Records to use —
++++++++
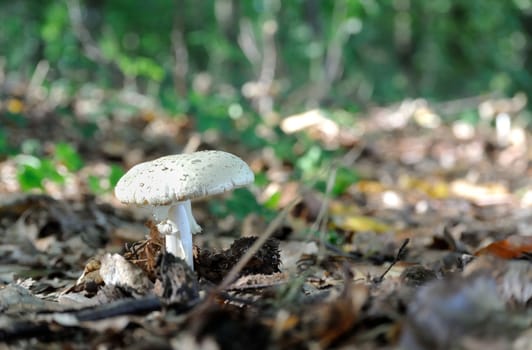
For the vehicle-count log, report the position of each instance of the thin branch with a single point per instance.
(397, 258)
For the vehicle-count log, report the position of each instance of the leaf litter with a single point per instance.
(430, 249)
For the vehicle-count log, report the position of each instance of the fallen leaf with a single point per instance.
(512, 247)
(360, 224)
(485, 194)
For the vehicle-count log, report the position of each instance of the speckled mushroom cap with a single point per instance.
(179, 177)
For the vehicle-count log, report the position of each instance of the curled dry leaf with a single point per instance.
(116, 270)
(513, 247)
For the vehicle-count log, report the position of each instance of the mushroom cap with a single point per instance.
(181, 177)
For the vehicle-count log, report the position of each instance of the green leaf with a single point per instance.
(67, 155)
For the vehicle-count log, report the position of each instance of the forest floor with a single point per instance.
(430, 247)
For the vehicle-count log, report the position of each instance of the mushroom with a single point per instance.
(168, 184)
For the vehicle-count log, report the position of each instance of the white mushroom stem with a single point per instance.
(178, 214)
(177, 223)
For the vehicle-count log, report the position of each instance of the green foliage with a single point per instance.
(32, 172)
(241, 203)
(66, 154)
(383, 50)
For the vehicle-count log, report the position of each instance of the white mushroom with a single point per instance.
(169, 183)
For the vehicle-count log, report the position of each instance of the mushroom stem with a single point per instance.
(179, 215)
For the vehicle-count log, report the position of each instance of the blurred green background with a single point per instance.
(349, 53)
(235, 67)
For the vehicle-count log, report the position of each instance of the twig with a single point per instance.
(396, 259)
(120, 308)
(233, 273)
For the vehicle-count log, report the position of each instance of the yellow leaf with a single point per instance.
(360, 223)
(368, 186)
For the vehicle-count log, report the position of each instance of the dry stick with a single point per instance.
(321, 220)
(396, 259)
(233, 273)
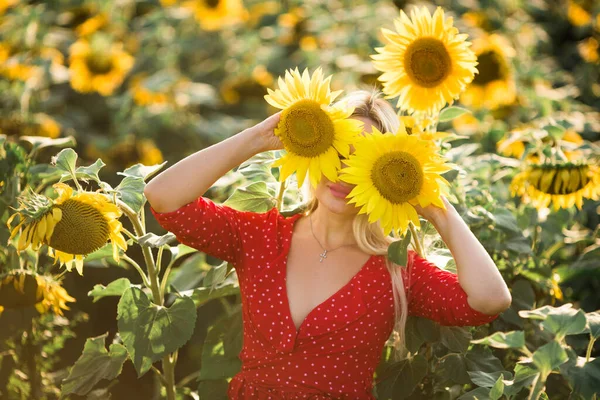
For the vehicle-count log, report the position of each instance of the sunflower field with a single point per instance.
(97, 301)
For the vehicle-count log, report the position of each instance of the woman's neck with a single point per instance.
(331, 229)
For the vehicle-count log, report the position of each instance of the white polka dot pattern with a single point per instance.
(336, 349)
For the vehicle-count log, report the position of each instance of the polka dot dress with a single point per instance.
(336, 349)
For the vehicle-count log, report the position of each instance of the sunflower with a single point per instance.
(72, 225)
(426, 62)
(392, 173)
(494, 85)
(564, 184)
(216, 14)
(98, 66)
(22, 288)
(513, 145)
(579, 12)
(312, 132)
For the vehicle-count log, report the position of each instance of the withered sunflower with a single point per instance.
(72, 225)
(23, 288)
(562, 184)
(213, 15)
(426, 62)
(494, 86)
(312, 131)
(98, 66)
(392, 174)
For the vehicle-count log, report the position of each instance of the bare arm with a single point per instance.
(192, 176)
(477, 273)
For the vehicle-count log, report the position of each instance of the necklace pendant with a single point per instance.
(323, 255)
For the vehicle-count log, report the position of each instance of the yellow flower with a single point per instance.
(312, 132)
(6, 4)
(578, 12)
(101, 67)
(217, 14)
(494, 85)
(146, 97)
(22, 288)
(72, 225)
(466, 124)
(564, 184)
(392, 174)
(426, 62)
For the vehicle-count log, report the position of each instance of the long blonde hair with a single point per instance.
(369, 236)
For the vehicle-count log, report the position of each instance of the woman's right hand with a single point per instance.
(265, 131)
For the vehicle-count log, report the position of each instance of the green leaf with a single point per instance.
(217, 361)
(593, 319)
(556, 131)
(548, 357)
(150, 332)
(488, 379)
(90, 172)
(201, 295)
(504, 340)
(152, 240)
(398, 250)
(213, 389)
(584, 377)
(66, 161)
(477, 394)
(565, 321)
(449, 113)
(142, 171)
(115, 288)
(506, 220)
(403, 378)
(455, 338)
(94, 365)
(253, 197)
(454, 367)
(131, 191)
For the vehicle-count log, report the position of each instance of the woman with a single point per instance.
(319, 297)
++++++++
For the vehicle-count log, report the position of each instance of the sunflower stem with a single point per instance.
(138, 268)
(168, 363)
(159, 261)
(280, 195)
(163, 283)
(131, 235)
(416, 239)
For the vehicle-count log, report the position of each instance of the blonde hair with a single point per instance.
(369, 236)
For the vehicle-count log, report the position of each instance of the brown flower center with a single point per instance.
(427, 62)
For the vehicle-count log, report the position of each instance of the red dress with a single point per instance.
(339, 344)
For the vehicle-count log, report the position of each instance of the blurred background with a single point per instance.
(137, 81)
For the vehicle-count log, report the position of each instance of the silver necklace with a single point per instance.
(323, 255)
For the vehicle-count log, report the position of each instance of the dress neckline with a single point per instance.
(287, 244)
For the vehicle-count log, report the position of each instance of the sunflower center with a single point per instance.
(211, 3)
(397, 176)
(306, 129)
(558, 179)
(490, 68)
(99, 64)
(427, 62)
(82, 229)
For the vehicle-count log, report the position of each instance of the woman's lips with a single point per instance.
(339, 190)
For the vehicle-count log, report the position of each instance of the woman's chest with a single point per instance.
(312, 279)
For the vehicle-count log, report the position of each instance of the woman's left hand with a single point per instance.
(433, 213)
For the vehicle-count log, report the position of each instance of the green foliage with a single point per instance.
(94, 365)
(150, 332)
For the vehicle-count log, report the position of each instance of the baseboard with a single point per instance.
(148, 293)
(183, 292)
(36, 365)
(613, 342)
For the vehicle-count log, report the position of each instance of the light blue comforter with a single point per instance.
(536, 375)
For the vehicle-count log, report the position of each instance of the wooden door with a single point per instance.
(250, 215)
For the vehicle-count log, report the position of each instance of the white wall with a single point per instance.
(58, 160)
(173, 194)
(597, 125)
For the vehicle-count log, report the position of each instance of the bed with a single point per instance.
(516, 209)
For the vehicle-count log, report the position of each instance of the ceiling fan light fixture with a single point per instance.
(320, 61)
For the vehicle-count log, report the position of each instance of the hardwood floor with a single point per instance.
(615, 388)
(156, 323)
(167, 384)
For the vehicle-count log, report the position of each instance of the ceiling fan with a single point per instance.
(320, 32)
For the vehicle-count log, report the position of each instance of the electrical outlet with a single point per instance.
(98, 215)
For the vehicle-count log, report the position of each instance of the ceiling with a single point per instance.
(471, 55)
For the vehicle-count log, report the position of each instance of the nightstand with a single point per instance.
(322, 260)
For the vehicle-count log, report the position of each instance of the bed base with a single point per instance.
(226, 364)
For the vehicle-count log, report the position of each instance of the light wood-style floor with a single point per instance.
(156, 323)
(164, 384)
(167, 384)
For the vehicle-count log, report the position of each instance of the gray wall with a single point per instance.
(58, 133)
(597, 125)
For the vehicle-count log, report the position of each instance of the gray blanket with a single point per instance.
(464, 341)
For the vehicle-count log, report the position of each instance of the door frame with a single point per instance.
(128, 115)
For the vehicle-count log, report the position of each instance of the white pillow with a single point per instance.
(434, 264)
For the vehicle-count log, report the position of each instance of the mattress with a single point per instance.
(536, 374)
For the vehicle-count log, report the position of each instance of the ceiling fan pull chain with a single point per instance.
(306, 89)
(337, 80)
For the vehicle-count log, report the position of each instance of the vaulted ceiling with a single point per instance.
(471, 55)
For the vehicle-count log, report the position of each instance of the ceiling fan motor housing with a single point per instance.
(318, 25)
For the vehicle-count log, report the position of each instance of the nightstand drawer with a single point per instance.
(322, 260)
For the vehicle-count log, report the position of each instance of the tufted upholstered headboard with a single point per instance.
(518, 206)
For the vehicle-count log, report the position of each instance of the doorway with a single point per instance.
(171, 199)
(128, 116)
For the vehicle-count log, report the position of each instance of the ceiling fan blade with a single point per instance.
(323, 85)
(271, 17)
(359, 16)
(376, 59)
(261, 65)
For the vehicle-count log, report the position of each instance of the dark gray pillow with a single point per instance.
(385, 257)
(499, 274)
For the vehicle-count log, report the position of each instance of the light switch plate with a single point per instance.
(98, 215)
++++++++
Instructions for the task —
How many lines of the material above contain the string "blonde"? Match case exactly, and reply with the number alone.

The response —
2